Items from a dataset
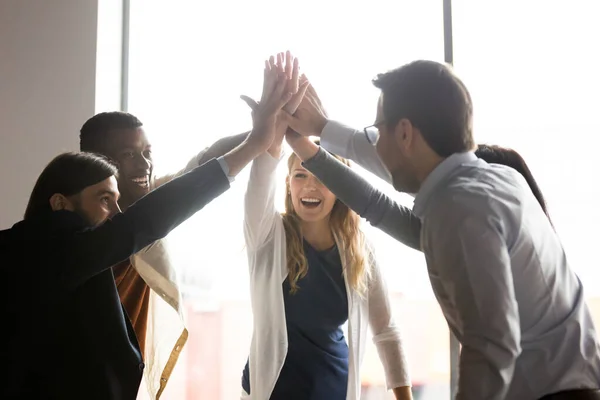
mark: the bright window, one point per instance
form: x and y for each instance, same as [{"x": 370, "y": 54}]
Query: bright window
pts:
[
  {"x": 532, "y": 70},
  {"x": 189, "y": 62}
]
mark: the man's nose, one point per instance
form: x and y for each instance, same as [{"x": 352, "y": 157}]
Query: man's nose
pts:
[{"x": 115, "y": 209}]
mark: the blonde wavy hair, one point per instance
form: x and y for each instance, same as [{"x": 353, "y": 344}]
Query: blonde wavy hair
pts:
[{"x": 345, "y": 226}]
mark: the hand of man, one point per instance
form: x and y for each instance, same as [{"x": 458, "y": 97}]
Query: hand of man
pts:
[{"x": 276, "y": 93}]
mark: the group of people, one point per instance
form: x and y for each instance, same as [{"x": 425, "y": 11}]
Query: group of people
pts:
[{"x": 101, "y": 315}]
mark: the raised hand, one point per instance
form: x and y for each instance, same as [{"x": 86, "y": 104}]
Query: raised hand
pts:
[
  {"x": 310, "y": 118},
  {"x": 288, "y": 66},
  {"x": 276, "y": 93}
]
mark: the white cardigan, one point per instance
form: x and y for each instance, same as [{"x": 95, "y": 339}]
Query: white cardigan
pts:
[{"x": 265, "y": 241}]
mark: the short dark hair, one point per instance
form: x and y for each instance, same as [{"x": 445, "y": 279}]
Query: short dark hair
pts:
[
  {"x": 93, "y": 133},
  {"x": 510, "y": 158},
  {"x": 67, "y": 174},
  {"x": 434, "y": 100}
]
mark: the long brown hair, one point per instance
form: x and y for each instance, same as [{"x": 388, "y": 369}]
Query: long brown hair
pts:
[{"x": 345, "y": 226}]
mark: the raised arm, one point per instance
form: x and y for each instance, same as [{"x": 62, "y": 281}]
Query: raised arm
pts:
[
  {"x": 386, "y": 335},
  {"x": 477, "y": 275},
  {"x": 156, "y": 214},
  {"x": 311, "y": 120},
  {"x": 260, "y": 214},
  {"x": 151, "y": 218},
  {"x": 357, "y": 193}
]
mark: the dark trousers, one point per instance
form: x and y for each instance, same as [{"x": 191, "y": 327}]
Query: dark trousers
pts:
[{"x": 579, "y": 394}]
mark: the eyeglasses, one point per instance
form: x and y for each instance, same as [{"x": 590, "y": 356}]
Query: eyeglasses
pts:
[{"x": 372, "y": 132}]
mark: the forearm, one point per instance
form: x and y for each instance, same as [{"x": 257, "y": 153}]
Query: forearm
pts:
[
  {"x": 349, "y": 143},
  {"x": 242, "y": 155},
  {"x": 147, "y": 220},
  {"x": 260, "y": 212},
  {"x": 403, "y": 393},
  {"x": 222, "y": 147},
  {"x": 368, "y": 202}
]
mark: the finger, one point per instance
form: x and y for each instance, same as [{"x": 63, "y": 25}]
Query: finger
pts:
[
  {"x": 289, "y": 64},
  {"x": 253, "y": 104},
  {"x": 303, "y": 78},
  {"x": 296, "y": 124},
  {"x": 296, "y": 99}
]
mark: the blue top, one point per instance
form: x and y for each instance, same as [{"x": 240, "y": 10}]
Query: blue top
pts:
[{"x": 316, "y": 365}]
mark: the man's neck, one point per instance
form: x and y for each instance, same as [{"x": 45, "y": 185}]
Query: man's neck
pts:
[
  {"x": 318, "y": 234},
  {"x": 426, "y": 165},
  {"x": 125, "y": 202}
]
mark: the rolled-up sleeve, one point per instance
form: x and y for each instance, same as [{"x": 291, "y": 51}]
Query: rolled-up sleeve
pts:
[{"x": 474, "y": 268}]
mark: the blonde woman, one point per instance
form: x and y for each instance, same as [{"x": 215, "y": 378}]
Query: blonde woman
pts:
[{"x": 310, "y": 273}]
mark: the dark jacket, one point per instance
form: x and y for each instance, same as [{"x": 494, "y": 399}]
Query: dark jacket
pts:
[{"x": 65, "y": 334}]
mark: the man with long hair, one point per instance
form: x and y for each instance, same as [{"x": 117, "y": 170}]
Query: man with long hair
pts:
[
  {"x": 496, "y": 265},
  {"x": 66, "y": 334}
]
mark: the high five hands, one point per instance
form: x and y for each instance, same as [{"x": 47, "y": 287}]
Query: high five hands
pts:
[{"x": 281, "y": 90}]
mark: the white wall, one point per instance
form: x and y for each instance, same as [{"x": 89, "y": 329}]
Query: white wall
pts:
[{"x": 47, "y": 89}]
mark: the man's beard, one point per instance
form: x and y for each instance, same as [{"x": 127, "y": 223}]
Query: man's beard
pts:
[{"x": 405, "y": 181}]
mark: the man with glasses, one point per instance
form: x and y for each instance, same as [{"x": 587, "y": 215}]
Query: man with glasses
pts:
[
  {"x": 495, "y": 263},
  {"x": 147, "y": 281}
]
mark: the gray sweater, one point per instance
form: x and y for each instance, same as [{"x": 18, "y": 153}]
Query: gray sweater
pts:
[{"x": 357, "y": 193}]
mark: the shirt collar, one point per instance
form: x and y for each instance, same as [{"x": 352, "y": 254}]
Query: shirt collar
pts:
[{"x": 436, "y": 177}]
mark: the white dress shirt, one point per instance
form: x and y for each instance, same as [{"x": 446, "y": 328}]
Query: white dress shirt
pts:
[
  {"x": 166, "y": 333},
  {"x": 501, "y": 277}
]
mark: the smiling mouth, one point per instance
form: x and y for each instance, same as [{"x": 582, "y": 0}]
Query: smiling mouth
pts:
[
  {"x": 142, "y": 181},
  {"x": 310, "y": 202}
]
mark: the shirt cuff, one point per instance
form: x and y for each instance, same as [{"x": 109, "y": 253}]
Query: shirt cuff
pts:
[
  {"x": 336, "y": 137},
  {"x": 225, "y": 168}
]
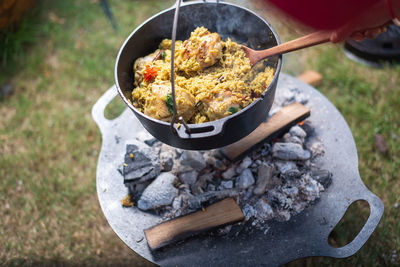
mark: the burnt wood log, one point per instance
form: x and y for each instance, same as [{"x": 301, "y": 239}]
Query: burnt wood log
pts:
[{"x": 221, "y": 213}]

» Task to carry out:
Where does the word "sleeve" appear in the records above? Return every line that holds it.

» Answer for this exercise:
mark: the rolled-up sleeve, one point per instance
Query: rolled-up sleeve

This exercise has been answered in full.